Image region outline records
• • • •
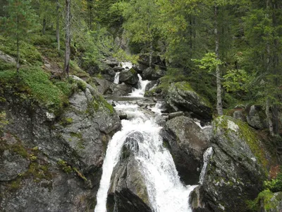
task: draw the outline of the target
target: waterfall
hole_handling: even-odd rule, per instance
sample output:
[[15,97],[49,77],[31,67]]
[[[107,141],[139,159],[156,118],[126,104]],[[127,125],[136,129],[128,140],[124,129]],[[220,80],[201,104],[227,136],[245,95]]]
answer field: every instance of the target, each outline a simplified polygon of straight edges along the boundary
[[118,84],[119,83],[119,74],[121,72],[116,72],[115,79],[114,81],[114,83]]
[[130,69],[133,67],[133,64],[130,62],[122,62],[121,66],[125,69]]
[[140,74],[138,74],[139,78],[139,88],[133,88],[133,91],[129,94],[130,96],[132,97],[144,97],[144,94],[145,93],[145,88],[147,83],[149,83],[149,81],[143,81]]
[[159,134],[161,127],[137,105],[117,103],[116,110],[122,110],[131,118],[122,120],[121,130],[109,143],[94,211],[106,211],[106,197],[113,169],[118,162],[126,137],[135,131],[141,133],[144,137],[144,141],[138,143],[139,151],[135,157],[145,176],[153,211],[191,211],[189,195],[197,186],[185,186],[181,183],[172,156],[163,146],[162,138]]
[[209,158],[211,158],[212,155],[212,147],[209,147],[204,153],[204,165],[202,168],[201,174],[200,175],[200,181],[199,183],[202,184],[204,182],[204,175],[206,174],[206,170],[207,164],[209,162]]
• • • •
Render every line of the material above as a JSON list of strings, one string per line. Skip blank lines and leave the pictures out.

[
  "task: draw the outline of the target",
  "target: waterfall",
  "hole_handling: even-odd rule, per instance",
  "sample output:",
  "[[15,97],[49,77],[31,67]]",
  "[[[107,141],[139,159],[156,118],[126,104]],[[127,125],[136,129],[128,140],[124,129]],[[220,80],[201,104],[227,136],[245,95]]]",
  "answer field: every instance of the target, each outline a simplified polygon of straight edges along the boundary",
  "[[118,84],[119,83],[119,74],[121,72],[116,72],[115,79],[114,81],[114,83]]",
  "[[130,69],[133,67],[133,64],[130,62],[122,62],[121,66],[125,69]]",
  "[[140,74],[138,74],[139,78],[139,88],[133,88],[133,91],[129,94],[130,96],[132,97],[144,97],[144,94],[145,93],[145,88],[147,83],[149,83],[149,81],[143,81]]",
  "[[159,134],[161,127],[137,105],[117,103],[116,110],[122,110],[131,118],[122,120],[121,130],[109,143],[94,211],[106,211],[106,197],[113,169],[118,162],[126,137],[135,131],[141,133],[144,137],[144,141],[138,143],[139,151],[135,157],[145,176],[153,211],[191,211],[189,195],[197,186],[185,186],[181,183],[172,156],[163,146],[162,138]]",
  "[[209,158],[211,158],[212,155],[212,147],[209,147],[204,153],[204,165],[202,168],[201,174],[200,175],[200,181],[199,183],[202,184],[204,182],[204,175],[206,174],[206,170],[207,164],[209,162]]"
]